WORK TO COMPLETE.
1 - In the open-vocabulary detection passage, what is used for text feature extraction?
2 - Please reproduce word for word the part of the open-vocabulary detection passage that opens with the words containing "In this section, we" and closes with "the proposed method.".
3 - Continue the open-vocabulary detection passage past its last sentence.

SELECTED EXTRACT.

(begin)

In this section, we present an open-vocabulary detection method incorporating attribute decomposition and aggregation. The learned attributes mitigate semantic misinterpretation caused by low-quality or non-standardized textual inputs for novel categories. This overview outlines the core elements, implementation workflow, and notable characteristics of the proposed method.
2.1. Overall Framework
The overall framework is illustrated in
Figure 2. We employ Grounding DINO [
29] as the baseline algorithm in subsequent experiments, which adopts a dual-encoder single-decoder architecture. We employ Swin-Transformer [
30] as the image backbone, leveraging its strong generalization capability from pre-training on Objects365 [
31] and goldG [
28] datasets, while using BERT [
32] for the text feature extraction. The extracted image and text features are fed into a feature-fusion module for multi-modal feature integration. In the decoder component, a language-guided query-selection module initializes the decoder queries, followed by refinement through a cross-modal decoder to predict the position and category for each query.

(end)

DATA.
(begin)

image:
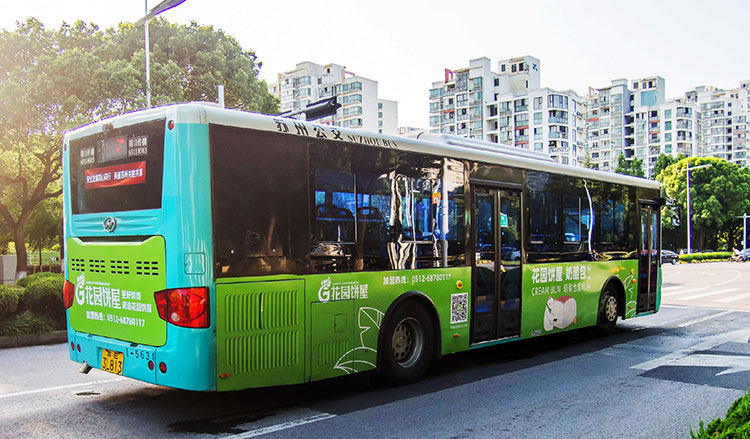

(end)

THE RESULTS.
1 - BERT is used for text feature extraction.

2 -
In this section, we present an open-vocabulary detection method incorporating attribute decomposition and aggregation. The learned attributes mitigate semantic misinterpretation caused by low-quality or non-standardized textual inputs for novel categories. This overview outlines the core elements, implementation workflow, and notable characteristics of the proposed method.

3 -
To address the core issue of performance degradation in OVOD within domain-specific, fine-grained scenarios, primarily caused by the unstable quality of class-level textual descriptions, we propose a novel detection framework based on attribute decomposition and aggregation. The framework comprises three key components: Attribute Text-Decomposition Mechanism: Prior to text encoding during training, prior knowledge of the semantic structure of category names was leveraged to decompose each class name into multiple shareable fine-grained attributes. This transforms the conventional single-label classification paradigm into a multi-label attribute recognition task, thereby reducing the model’s dependence on the precise accuracy of full category names and enhancing its robustness against novel terminology or subjective descriptive variations. Multi-Label Attribute Learning: A multi-positive contrastive learning strategy is employed to align region-level visual features with multiple fine-grained textual attributes. This enhances the discriminative capability of the model among visually and semantically similar categories. Attribute Text Feature-Aggregation Mechanism: During inference, we introduce a multi-category, multi-attribute text-aggregation method. By integrating both category names and decomposed attribute features within the text branch, the model is encouraged to focus more on part-level attribute characteristics, effectively mitigating the adverse impact of low-quality textual inputs.
The proposed framework not only preserves the zero-shot generalization capability inherent in open-vocabulary detection but also significantly improves detection reliability and adaptability for hard-to-name or ambiguously described novel objects in specialized domains, such as military reconnaissance, through a fine-grained semantic disentanglement and re-composition mechanism.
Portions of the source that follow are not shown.